──────── Given information

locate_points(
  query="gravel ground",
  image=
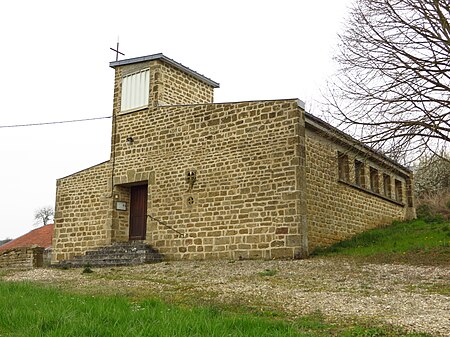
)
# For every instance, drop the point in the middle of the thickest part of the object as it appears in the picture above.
(414, 297)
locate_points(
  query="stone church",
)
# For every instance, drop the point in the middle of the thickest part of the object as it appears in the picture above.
(195, 179)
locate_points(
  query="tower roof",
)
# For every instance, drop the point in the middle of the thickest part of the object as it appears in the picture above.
(164, 58)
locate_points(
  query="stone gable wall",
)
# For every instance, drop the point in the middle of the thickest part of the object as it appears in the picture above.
(168, 85)
(248, 157)
(177, 87)
(83, 212)
(22, 258)
(337, 211)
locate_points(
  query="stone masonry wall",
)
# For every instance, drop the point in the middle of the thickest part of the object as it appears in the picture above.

────────────────

▶ Requirement
Reproduce all of the rows above verbatim, omitting the picture from your copy.

▶ Solution below
locate_points(
  query="gravel ground",
  image=
)
# For every instance, drop the point in the middle of the thickest part of the object as it appears in the picture above.
(414, 297)
locate_points(
  query="stone church",
)
# For every instance, drop the point in the middle of the thickest part of the object as it appears in the picture above.
(195, 179)
locate_points(
  query="tower roof",
)
# For every instance, drop the point in the middle of the thickest part of the object as it appears in the picture above.
(164, 58)
locate_points(
  query="stone gable wall",
)
# For every instance, drop the point in the middle of the thickest part of the object as it appears in the picture above.
(168, 85)
(248, 157)
(177, 87)
(83, 212)
(22, 258)
(337, 211)
locate_points(
  query="stone masonry wall",
)
# For every instance, drop the point in the middle of the thickest part of the object as it appears in the picture above.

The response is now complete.